» **SHORT TASK 1**: Duplicate the part of the Chloe film review from "Chloe proceeds as" to "thought she loved.".
» **SHORT TASK 2**: Pick up the review of the film Chloe after its last sentence and keep writing it.

» **QUOTED TEXT**:
>> Start
Chloe

It’s fun to see robots blowing each other up, get a cheap scare from a horror movie or a good laugh out of a comedy, but no sensation can compare to that of a dissonant drama with the power to feel real. Julianne Moore and Amanda Seyfried provide Erin Cressida Wilson’s script with an intense breath of authenticity guaranteeing you feel the pain inflicted upon their characters by the plot’s extreme circumstances. Making Chloe even more potent, those conditions are especially unnerving.

Catherine (Julianne Moore) has a pleasant life. Her son’s (Max Thieriot) in the midst of a rebellious stage, but otherwise, thing are going quite well. She lives in a beautiful home and has a successful gynecological practice. But that all changes when her husband (Liam Neeson) ‘misses’ his flight home, causing her to suspect he’s cheating on him. A chance encounter with a call girl, Chloe (Amanda Seyfried), leads her to make an arrangement for Chloe to meet with David in order to see if he’s as dubious as she suspects.

Chloe proceeds as told and continuously convenes with David and reports back to Catherine with the extremely descriptive juicy details. Turns out, this is far more than Catherine bargained for. While struggling with the new reality and her own out-of-character desires, she watches helplessly as her life crumbles around her and is forced to question the things she thought she loved.
>> End
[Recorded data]
>> Start
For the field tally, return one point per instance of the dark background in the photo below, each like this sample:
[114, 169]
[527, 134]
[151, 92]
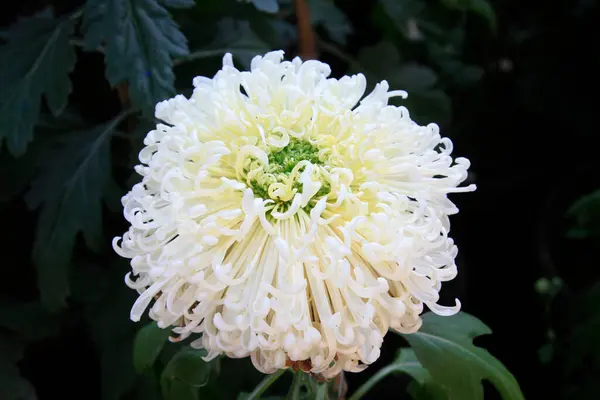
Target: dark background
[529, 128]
>> End
>> Start
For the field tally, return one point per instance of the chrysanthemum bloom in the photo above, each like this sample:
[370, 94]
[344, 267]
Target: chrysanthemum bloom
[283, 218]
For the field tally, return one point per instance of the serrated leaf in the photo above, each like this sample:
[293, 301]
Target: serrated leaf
>> End
>> Start
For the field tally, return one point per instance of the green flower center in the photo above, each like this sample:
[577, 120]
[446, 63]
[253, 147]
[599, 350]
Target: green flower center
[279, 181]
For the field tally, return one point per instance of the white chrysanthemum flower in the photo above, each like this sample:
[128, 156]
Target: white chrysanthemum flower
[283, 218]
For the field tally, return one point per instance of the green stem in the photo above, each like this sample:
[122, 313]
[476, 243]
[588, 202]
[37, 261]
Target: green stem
>> End
» **EXERCISE ANSWER 1**:
Chloe proceeds as told and continuously convenes with David and reports back to Catherine with the extremely descriptive juicy details. Turns out, this is far more than Catherine bargained for. While struggling with the new reality and her own out-of-character desires, she watches helplessly as her life crumbles around her and is forced to question the things she thought she loved.

» **EXERCISE ANSWER 2**:
Now that’s putting it mildly. Chloe is intense in every sense of the word. From the moment the film begins, Moore is oozing with emotion. Everything from her dialogue down to her facial expressions conveys the deep suffering her character is enduring. Then, there’s Seyfried who successfully shows yet another type of character she has the ability to portray. Chloe is as far from Karen in Mean Girls, Sophie in Mamma Mia! and Needy in Jennifer’s Body as you can get. Despite her questionable occupation, Seyfried instantly establishes a sense of trust and endearment making Chloe inquisitively likeable.

It’s not Moore’s chemistry with Neeson nor Seyfried’s connection to the leading man (if that’s the way you suspect the story turns) that holds the most weight. The most pressing relationship is the one between Catherine and Chloe and that affiliation takes on many forms. What begins as a business arrangement slowly becomes more as Moore’s character warms up to Seyfried’s. From there, it’s peppered with a hint of aversion as Catherine tries to come to terms with Chloe’s excessive persistence towards both her husband and herself.

Catherine’s relationship with Chloe isn’t the film’s only chameleon. As Chloe’s pushiness grows more trying, the movie itself develops into a bit of a thriller. Director Atom Egoyan successfully takes a mildly disconcerting notion and builds upon it into a downright troubling situation. Catherine’s situation is growing graver and you can feel it. By the time the film reaches its pinnacle, it’s become an edge-of-the-seat thriller sans action.

Unfortunately, some may catch on rather quickly, tarnishing the effect of the ever-increasing anxiety. But what gives Chloe a shot, even for the moviegoer that attempts to stay a step ahead, is that it doesn’t solely rely on its big reveals. In fact, at times, knowing what’s coming and having the time to fully digest the eeriness of the situation only adds to the aftermath.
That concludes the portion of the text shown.